----- Auszug -----
„Daher sind ‚normale Zinszahlungen‘ ebenso wie die im Rahmen der Abgeltungsteuer neu eingeführten Steuertatbestände (insbesondere Stillhaltergeschäfte, ausländische Dividenden, Termingeschäfte und Veräußerungsgewinne aus Aktien und sonstigen Kapitalforderungen) für Steuerausländer nicht kapitalertragsteuerpflichtig, wenn es sich nicht um Tafelgeschäfte handelt.“Die hier erwähnte Ausnahme - Tafelgeschäfte - sind für die in Rede stehende Frage irrelevant, weil Tafelgeschäfte insbesondere bei zinstragenden Wertpapieren fast nie vorkommen. Es handelt sich dabei um Geschäfte, bei denen ein physisch vorhandenes Wertpapier über den Bankschaltertresen (=Tafel) wandert, und im Gegenzug eine Auszahlung erfolgt.
----- Aufgeführte Daten -----
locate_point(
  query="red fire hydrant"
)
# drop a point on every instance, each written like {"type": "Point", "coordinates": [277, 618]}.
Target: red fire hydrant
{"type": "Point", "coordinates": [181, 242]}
-----
» **Schriftliche Aufgabe 1**: Was versteht der Auszug unter Tafelgeschäften?
» **Schriftliche Aufgabe 2**:
Stimmen diese Aussagen mit dem Auszug überein? Antworte jeweils mit Ja oder Nein und zitiere die entscheidenden Worte.
(a) Bei zinstragenden Wertpapieren kommen Tafelgeschäfte häufig vor.
(b) Ausländische Dividenden zählen zu den im Rahmen der Abgeltungsteuer neu eingeführten Steuertatbeständen.
(c) Mit „Tafel“ ist der Bankschaltertresen gemeint.
» **Schriftliche Aufgabe 3**: Führe den Auszug über die Kapitalertragsteuer bei Steuerausländern nach seinem letzten Satz weiter.

» **Erwartete Antwort 1**: Geschäfte, bei denen ein physisch vorhandenes Wertpapier über den Bankschaltertresen wandert und im Gegenzug eine Auszahlung erfolgt.

» **Erwartete Antwort 2**:
(a) Nein: „weil Tafelgeschäfte insbesondere bei zinstragenden Wertpapieren fast nie vorkommen“
(b) Ja: „(insbesondere Stillhaltergeschäfte, ausländische Dividenden, Termingeschäfte und Veräußerungsgewinne aus Aktien und sonstigen Kapitalforderungen)“
(c) Ja: „über den Bankschaltertresen (=Tafel) wandert“

» **Erwartete Antwort 3**:
„Hintergrund der gesetzlichen Ausgestaltung der beschränkten Steuerpflicht im Fall von inländischen Kapitalerträgen ist dem Grunde nach schon seit 1929 das Ziel, den Finanzplatz Deutschland zu stärken.“ (Seite 4, hier).Im Klartext heißt das: um ausländisches (Steuerhinterziehungs-)Kapital zur Stärkung des deutschen Finanzplatzes während einer Phase der Weltwirtschafts- und Währungskrise anzulocken, verzichtete man damals auf die Erhebung der Quellensteuer. Das Ausmaß der von dieser Steuerfreiheit begünstigten Finanzanlagen habe ich in meinem Buch "Steueroase Deutschland" anhand der bestmöglichen Methode und anhand von Zahlen der Bundesbank auf 2,5 bis 3 Billionen Euro beziffert. Wie weit ist die Politik denn bereit zu gehen, um den Finanzplatz Deutschland zu stärken?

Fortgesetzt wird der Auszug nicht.